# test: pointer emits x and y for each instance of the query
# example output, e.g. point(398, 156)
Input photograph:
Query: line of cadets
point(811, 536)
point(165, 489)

·····

> _GIVEN REQUEST_: Please write out every line of the listing above, changing nothing.

> _RESPONSE TO THE EXERCISE_:
# test: pointer emits x and y for each instance of the query
# example output, e.g. point(398, 156)
Input photograph:
Query: line of cadets
point(811, 536)
point(165, 489)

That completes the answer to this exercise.